Fragmento seleccionado:
┄┄┄┄┄┄

Heridas que no sanan
Entre las cocinas que han cerrado están las de World Central Kitchen (WCK), la ONG del cocinero hispano-estadounidense José Andrés, que, el pasado día 7, anunció que ya no podía servir más comidas ni tampoco pan. Esta organización, explica Isabel Grovas, era la que proporcionaba un plato diario a los pacientes del hospital Nasser. MSF da de comer ahora una vez al día a los niños ingresados. También trata con suplementos nutricionales a embarazadas y niños malnutridos.
“Ultimamente estamos viendo mamás que vienen diciendo ‘por favor admite a mi hijo en el programa [de suplementación nutricional], porque no tenemos comida», recalca la coordinadora médica, que explica que su organización ya no tiene hierro ni ácido fólico para dar a las muchas embarazadas con anemia. Sus hijos podrían nacer “con bajo peso” o ellas dar a luz de forma prematura, subraya. La desnutrición grave en niños pequeños afecta a su desarrollo físico y cognitivo, a su habilidad para aprender y a su sistema inmunológico.

┄┄┄┄┄┄

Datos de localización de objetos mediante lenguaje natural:
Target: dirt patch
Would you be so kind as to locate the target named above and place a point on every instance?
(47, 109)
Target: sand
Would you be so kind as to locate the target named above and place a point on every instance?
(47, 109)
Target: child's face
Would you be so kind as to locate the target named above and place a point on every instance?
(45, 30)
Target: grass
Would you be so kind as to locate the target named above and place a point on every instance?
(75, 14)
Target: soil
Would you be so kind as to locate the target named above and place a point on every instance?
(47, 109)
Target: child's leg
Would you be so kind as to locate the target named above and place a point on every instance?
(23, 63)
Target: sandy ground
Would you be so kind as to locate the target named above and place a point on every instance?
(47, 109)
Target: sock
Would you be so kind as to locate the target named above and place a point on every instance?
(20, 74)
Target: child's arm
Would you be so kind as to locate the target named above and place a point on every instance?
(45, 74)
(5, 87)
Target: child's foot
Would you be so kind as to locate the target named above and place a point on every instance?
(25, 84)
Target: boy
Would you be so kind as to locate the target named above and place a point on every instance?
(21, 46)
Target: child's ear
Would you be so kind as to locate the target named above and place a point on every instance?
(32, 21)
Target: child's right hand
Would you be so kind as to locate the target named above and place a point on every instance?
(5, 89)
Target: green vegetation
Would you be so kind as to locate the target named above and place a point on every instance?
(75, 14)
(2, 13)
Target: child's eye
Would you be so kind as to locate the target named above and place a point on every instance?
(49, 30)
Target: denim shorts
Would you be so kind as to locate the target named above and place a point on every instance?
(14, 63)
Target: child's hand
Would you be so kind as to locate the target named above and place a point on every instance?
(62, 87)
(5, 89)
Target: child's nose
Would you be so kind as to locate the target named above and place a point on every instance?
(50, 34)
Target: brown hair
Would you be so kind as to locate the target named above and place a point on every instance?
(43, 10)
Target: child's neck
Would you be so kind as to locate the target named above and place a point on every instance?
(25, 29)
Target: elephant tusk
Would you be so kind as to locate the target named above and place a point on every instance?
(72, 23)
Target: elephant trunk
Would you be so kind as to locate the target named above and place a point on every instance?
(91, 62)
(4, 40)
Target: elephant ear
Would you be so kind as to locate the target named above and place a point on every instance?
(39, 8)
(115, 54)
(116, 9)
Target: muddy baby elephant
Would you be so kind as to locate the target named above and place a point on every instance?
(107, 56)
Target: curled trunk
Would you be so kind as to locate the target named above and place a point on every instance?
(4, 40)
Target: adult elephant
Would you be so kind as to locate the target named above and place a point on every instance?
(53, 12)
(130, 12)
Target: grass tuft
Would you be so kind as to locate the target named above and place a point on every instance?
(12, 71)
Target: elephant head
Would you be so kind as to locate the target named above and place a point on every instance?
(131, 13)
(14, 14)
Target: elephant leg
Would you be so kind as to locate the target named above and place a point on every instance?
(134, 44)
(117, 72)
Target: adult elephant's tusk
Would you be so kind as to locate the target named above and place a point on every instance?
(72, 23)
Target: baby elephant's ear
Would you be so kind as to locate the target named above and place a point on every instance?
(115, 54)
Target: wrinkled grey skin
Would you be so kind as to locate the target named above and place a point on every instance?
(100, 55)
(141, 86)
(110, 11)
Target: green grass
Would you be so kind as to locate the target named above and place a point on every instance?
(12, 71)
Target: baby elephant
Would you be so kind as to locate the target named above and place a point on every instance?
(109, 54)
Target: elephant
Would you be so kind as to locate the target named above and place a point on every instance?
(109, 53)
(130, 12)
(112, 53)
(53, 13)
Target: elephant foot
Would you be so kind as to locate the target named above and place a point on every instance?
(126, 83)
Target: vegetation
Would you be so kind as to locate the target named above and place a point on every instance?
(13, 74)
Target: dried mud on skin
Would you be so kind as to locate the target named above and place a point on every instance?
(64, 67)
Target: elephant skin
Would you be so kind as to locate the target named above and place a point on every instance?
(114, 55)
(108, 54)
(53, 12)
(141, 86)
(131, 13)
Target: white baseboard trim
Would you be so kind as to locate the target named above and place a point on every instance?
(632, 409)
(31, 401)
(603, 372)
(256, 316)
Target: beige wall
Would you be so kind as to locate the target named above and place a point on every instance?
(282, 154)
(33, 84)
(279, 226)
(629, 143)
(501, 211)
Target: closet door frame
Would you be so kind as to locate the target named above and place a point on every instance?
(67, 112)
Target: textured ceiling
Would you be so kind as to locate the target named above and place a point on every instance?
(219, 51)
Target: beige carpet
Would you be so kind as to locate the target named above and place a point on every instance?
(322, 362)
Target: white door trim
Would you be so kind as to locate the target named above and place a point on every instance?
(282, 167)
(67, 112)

┄┄┄┄┄┄

Tarea 1:
¿Cómo se diría en inglés la oración del fragmento seleccionado "MSF da de comer ahora una vez al día a los niños ingresados."?
Tarea 2:
Según el fragmento seleccionado, ¿qué anunció World Central Kitchen el pasado día 7?
Tarea 3:
Prolonga el fragmento seleccionado sobre el hambre y la desnutrición a partir de su última oración.

Resultado esperado 1:
MSF now feeds the hospitalized children once a day.

Resultado esperado 2:
Que ya no podía servir más comidas ni tampoco pan.

Resultado esperado 3:
El 7 de mayo, MSF divulgó un comunicado en el que denunciaba que el bloqueo israelí deja además a miles de gazatíes que han sufrido quemaduras, la mayoría, niños, sin posibilidades de recuperación. Los grandes quemados necesitan el doble de calorías diarias y un buen aporte de proteínas para sanar. Por el contrario, cuando un cuerpo entra en inanición y se agotan completamente sus reservas de glucógeno y grasa, empieza a utilizar su masa muscular como fuente de energía. “Los cuerpos de nuestros pacientes se están consumiendo a sí mismos para cerrar heridas que nunca sanan“, afirmaba uno de los cirujanos de MSF.
Israel no solo impide la entrada de comida. También ha destruido la inmensa mayoría de campos de cultivo, invernaderos y granjas que proporcionaban una producción local de alimentos que ahora sería vital, explica desde Ramala (Cisjordania) Hassan Mahareeq del Comité Palestino de Socorro Agrícola (PARC en sus siglas en inglés). Según su organización, desde el inicio de la ofensiva israelí en Gaza, 15.697 hectáreas agrícolas han quedado dañadas o destruidas. Antes de octubre de 2023, había también en Gaza 4.000 pescadores, señala Mahareeq. Los pocos que se aventuran ahora a hacerse a la mar lo hacen a riesgo de recibir un disparo o un proyectil de los barcos de guerra israelíes.
Un estudio de PARC apunta a que los bombardeos de Israel han destruido en Gaza “todo lo que era verde”, incluso los árboles de los parques. Con un objetivo: “expulsar a la población”. Hacer ese lugar “inhabitable”, asegura el trabajador humanitario. Un comunicado de MSF denunció el día 14: “Estamos presenciando, en tiempo real, la creación de las condiciones necesarias para la erradicación de la vida palestina en Gaza”.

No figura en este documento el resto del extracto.